Entries
##############################
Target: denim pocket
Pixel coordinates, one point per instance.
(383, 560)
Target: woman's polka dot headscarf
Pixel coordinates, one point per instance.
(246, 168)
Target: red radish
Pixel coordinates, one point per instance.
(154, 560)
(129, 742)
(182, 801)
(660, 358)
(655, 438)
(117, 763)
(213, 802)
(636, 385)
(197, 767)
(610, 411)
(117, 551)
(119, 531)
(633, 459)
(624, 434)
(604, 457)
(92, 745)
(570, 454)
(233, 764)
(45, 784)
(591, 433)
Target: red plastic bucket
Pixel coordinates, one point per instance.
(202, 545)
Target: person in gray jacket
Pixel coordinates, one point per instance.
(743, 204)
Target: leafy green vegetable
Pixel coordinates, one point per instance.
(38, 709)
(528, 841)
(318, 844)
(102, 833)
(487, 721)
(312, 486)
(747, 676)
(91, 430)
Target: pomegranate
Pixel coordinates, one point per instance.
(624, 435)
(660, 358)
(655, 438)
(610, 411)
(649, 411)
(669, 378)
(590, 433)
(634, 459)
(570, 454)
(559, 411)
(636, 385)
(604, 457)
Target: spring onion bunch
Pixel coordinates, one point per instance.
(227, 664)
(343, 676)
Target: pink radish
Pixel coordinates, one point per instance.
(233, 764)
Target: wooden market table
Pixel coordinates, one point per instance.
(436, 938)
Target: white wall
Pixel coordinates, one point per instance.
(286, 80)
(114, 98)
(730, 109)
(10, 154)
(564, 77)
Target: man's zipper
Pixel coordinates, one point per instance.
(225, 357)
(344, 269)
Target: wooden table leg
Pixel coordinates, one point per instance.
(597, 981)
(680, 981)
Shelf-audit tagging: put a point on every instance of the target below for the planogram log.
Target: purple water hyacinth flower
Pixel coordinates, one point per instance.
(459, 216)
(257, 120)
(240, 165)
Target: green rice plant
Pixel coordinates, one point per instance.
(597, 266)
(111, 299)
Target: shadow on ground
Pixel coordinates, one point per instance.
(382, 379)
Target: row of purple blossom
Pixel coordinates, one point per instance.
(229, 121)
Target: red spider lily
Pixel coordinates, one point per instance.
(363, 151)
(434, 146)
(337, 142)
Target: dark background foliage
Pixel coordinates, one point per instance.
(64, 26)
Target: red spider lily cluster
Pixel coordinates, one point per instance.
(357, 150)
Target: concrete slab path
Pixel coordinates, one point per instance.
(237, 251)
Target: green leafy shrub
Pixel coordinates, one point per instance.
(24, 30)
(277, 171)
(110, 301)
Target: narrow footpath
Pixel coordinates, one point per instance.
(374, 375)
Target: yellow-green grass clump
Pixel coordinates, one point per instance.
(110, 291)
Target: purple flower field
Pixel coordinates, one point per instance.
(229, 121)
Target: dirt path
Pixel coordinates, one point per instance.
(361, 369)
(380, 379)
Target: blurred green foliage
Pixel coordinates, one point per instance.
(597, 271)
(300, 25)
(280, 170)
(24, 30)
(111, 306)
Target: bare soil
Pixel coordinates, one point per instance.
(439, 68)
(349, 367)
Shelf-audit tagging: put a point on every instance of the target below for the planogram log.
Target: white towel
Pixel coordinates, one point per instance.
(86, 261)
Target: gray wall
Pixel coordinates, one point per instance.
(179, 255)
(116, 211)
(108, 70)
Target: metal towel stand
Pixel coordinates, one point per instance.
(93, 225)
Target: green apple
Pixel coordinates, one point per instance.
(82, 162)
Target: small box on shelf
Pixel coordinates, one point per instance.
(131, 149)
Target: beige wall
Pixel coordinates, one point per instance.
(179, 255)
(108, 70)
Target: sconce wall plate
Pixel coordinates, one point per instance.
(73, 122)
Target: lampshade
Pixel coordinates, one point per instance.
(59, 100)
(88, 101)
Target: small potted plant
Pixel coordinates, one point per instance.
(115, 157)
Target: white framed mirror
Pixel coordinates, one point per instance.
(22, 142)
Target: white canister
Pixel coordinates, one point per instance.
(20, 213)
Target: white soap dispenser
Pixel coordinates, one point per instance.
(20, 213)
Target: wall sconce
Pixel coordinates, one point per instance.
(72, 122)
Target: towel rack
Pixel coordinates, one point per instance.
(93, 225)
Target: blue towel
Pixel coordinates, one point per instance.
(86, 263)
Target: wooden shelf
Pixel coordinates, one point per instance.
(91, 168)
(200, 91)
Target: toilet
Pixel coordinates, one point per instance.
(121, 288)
##############################
Set task
Quote the records word for word, starting at the line that contains "Target: towel rack" and ending with the final line of the records.

Exercise response
Target: towel rack
Pixel coordinates, one point per instance.
(93, 225)
Target: blue towel
Pixel coordinates, one point per instance.
(86, 263)
Target: wooden shelf
Pixel coordinates, one point per instance.
(91, 168)
(200, 91)
Target: toilet
Pixel coordinates, one point per instance.
(121, 288)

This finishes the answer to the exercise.